-- START OF Given text --

Operating System - HP-UX
1822727 Members
3842 Online
109644 Solutions
New Discussion

Setting umask using environment variable - not a system call

 
SOLVED
Go to solution
beginetienne
Occasional Contributor

Setting umask using environment variable - not a system call

Hi,

 

HP-UX usxsl022 B.11.31 U ia64 0309084507 unlimited-user license

 

I was wondering if it is possible to set the umask by setting an environment variable.  I was told on a different forum that some flavors of unix/linux allowed the following:

 

UMASK=022

 

Will this work on HP Unix ?  

 

I need this because we use apache and webspeed from Progress, which is basically our web transaction server.  The webspeed process runs under a user id, and it creates files with permissions rw-rw-rw.  This is not acceptable, and I need to apply umask 022 to meet some security standard we have.

 

Thanks,

Etienne.

 

 

2 REPLIES 2
Matti_Kurkela
Honored Contributor
Solution

Re: Setting umask using environment variable - not a system call

Umask is fundamentally not an environment variable, though it is explicitly inherited from the parent process to the child just like (exported) environment variables (see fork(2)).

-- END OF Given text --
-- START OF Records shown --

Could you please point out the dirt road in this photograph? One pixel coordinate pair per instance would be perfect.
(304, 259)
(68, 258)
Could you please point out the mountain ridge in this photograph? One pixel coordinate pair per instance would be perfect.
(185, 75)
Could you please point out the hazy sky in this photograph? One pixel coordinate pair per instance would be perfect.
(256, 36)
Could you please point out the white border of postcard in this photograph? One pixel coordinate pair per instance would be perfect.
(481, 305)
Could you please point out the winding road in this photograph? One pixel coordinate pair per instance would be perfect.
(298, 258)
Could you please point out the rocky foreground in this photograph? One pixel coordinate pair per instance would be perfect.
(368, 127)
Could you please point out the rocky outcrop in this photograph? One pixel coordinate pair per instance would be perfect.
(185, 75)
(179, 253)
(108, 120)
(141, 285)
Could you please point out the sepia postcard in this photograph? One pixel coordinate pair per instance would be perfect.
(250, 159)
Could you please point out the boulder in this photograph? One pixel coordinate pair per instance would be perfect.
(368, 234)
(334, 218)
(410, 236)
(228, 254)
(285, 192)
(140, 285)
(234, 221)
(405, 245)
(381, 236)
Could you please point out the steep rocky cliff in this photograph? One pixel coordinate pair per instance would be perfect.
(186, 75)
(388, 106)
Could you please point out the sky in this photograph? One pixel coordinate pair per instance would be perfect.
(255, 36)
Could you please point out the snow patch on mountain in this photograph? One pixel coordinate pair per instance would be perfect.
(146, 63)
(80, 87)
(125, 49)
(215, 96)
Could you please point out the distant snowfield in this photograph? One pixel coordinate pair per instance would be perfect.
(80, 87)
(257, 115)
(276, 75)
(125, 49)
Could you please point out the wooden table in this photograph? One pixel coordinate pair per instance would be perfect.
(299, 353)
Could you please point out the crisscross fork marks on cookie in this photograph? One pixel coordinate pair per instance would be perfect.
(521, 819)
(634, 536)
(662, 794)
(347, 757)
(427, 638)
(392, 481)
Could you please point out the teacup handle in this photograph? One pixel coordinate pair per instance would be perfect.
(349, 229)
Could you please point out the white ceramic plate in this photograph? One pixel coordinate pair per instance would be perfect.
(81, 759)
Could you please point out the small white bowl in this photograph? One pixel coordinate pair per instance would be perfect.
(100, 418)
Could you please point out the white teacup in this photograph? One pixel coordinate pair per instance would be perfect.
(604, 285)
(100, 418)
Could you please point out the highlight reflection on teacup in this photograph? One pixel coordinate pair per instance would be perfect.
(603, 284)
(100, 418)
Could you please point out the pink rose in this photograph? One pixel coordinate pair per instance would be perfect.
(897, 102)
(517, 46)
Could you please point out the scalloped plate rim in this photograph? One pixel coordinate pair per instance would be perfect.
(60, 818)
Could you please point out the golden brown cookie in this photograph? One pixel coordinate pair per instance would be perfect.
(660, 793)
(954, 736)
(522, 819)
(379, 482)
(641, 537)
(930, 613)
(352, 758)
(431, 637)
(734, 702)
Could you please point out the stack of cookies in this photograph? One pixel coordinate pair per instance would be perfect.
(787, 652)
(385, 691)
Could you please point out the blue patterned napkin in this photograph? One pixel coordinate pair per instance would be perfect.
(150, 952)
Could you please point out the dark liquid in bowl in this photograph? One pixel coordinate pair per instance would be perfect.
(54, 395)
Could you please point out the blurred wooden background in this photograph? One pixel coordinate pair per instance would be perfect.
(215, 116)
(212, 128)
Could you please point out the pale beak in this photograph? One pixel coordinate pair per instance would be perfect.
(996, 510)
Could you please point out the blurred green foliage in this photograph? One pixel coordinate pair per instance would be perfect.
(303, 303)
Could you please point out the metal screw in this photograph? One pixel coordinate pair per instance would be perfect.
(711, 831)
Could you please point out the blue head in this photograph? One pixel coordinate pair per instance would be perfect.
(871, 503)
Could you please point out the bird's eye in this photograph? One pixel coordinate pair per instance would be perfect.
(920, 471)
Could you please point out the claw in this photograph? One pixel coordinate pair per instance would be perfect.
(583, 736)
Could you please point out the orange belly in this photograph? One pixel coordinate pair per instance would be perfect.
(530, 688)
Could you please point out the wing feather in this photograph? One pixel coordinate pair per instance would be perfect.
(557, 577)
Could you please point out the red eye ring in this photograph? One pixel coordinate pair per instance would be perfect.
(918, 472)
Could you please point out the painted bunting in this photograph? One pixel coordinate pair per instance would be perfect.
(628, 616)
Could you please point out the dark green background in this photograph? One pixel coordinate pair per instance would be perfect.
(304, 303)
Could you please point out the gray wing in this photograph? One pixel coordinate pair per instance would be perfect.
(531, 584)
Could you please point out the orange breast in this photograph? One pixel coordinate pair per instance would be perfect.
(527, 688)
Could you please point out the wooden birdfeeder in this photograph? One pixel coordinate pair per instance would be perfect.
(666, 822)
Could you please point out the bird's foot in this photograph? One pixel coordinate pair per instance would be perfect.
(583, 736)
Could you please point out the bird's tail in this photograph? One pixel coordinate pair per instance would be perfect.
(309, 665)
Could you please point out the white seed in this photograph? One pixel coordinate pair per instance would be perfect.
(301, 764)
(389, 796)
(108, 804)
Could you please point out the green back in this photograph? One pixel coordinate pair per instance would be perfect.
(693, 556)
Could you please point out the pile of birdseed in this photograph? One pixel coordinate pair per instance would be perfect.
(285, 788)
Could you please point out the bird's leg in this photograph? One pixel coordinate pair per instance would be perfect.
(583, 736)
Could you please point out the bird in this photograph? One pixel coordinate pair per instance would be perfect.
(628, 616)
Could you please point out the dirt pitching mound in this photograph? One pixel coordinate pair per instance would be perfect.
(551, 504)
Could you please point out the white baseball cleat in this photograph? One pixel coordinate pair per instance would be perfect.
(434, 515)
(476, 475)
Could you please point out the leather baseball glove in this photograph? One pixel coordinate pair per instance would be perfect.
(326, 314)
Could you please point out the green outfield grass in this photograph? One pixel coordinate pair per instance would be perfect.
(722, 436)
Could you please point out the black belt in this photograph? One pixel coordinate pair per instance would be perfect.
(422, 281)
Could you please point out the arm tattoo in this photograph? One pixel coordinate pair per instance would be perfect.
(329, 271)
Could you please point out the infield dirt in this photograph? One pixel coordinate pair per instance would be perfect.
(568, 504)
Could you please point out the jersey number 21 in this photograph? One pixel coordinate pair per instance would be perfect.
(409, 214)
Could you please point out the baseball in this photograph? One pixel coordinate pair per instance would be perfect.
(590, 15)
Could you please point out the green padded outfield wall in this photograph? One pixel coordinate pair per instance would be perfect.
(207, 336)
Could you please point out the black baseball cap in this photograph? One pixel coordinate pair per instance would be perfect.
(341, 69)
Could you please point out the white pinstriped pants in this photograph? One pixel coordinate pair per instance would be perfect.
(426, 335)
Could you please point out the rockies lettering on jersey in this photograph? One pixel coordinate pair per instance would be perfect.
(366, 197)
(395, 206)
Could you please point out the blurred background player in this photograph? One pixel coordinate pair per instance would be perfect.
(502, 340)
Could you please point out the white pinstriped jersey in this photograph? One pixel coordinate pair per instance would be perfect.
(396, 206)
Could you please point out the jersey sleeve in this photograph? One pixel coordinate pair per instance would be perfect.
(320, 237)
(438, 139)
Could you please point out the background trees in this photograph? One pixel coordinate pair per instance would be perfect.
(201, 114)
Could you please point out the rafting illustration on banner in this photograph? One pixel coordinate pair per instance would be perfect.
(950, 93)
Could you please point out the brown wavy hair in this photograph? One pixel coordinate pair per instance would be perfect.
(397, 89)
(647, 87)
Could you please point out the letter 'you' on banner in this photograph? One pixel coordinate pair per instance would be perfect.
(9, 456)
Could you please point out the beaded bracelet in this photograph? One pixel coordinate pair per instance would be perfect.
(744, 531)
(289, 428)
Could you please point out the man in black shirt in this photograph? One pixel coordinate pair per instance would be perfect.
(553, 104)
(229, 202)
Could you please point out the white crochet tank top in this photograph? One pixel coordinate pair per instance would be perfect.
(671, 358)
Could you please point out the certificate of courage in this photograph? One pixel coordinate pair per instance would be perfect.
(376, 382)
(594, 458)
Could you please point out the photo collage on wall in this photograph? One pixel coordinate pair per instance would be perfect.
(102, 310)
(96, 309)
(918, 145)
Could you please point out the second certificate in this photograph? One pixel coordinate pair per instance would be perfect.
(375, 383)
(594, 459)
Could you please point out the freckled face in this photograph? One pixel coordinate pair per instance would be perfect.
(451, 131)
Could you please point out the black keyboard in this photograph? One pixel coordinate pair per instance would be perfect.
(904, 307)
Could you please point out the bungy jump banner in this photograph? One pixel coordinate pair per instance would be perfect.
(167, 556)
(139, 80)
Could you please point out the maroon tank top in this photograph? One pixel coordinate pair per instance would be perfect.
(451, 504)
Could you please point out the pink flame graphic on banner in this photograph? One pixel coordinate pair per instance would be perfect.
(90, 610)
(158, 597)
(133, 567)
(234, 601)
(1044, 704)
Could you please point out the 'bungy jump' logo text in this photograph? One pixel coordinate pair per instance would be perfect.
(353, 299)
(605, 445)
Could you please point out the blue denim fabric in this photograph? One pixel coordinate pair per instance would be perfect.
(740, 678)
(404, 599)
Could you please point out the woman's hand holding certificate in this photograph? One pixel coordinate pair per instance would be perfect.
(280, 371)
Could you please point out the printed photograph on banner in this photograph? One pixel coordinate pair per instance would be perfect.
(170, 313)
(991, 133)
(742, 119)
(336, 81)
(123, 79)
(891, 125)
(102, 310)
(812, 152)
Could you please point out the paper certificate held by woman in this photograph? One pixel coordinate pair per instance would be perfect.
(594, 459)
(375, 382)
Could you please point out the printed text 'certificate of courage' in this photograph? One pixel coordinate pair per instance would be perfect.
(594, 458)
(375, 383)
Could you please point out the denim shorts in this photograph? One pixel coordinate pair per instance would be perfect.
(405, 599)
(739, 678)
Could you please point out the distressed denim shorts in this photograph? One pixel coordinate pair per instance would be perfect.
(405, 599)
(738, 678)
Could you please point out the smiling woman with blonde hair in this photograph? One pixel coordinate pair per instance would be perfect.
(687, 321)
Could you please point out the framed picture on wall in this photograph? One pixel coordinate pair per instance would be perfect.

-- END OF Records shown --

In the forum thread on setting umask through an environment variable, what permissions do files created by the webspeed process have?

rw-rw-rw